◆ **TASK TO CARRY OUT**
Lay out the rows below as a JSON list of strings, one string per line with blank lines left out, from the line that contains "For the mapping pass, tag each instance of the open" up to and including the final line of the rows.

◆ **LISTING**
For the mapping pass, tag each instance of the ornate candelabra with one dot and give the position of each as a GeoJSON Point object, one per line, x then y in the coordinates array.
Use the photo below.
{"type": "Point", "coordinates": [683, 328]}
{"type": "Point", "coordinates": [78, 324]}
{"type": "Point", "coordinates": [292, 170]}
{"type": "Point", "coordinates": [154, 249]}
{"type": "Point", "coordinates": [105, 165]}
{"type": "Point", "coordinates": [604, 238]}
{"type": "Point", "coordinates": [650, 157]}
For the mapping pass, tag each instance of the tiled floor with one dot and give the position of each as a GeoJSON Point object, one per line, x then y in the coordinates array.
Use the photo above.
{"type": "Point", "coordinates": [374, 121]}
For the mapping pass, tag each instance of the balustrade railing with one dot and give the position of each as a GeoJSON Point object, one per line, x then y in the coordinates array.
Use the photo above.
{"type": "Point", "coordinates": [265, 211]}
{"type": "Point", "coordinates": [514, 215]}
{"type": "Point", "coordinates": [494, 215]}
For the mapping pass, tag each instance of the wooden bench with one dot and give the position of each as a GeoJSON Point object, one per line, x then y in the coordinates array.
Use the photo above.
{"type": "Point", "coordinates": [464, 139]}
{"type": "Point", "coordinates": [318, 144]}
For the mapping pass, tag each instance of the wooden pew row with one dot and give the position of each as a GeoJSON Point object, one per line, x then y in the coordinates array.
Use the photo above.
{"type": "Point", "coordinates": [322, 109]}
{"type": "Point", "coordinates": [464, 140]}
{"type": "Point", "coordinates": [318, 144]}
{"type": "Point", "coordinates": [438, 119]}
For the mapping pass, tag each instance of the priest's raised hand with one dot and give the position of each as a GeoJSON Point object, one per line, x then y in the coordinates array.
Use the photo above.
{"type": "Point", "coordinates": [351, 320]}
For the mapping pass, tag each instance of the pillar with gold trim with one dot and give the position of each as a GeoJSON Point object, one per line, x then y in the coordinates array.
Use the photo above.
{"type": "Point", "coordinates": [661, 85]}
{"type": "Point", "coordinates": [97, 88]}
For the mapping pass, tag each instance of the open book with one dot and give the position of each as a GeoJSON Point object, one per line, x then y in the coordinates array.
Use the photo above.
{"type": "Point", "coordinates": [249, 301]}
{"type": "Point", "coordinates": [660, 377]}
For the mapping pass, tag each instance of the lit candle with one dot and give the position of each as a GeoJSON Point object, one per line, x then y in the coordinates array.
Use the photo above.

◆ **SOLUTION TO THIS TASK**
[
  "For the mapping pass, tag each instance of the open book with one dot and give the position of each as a GeoJSON Point object, one per line, x then y in the coordinates array.",
  "Use the photo above.",
  "{\"type\": \"Point\", \"coordinates\": [249, 301]}",
  "{\"type\": \"Point\", \"coordinates\": [660, 377]}",
  "For the mapping pass, tag each instance of the lit candle with one dot and give the position of each as a GeoJSON Point object, one per line, x then y in the coordinates array.",
  "Use the photo above."
]